- **Information shown**:
========

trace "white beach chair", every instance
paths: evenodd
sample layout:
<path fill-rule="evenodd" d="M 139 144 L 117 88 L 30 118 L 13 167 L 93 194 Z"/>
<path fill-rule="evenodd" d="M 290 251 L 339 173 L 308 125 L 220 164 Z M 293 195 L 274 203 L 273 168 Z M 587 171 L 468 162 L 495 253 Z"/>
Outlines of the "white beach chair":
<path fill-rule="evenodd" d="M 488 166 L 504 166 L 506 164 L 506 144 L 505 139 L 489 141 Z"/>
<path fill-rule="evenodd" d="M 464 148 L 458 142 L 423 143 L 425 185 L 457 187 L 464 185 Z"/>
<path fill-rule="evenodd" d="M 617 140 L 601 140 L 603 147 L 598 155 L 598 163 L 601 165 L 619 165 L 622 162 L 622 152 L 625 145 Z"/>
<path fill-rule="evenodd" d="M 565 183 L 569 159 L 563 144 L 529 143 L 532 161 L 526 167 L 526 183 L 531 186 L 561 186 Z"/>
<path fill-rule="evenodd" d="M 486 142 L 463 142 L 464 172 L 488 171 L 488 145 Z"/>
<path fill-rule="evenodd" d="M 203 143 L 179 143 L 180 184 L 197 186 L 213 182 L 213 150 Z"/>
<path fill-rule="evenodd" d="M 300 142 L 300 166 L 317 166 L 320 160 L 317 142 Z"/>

========

- **Aim of the task**: Reproduce every line of the data above verbatim, with no changes.

- **Complete response**:
trace "white beach chair", every instance
paths: evenodd
sample layout:
<path fill-rule="evenodd" d="M 139 144 L 117 88 L 30 118 L 13 167 L 93 194 Z"/>
<path fill-rule="evenodd" d="M 290 251 L 339 173 L 308 125 L 220 164 Z M 293 195 L 274 203 L 273 168 Z M 587 171 L 468 162 L 495 253 Z"/>
Outlines of the "white beach chair":
<path fill-rule="evenodd" d="M 488 166 L 504 166 L 506 164 L 506 144 L 505 139 L 489 141 Z"/>
<path fill-rule="evenodd" d="M 464 148 L 458 142 L 423 143 L 425 185 L 457 187 L 464 185 Z"/>
<path fill-rule="evenodd" d="M 617 140 L 601 140 L 603 147 L 598 155 L 598 163 L 601 165 L 619 165 L 622 162 L 622 152 L 625 145 Z"/>
<path fill-rule="evenodd" d="M 565 183 L 569 159 L 563 144 L 529 143 L 532 161 L 526 167 L 526 183 L 531 186 L 561 186 Z"/>
<path fill-rule="evenodd" d="M 486 142 L 463 142 L 464 172 L 488 171 L 488 145 Z"/>
<path fill-rule="evenodd" d="M 203 143 L 179 143 L 180 184 L 197 186 L 213 182 L 213 150 Z"/>
<path fill-rule="evenodd" d="M 300 142 L 300 166 L 317 166 L 320 160 L 317 142 Z"/>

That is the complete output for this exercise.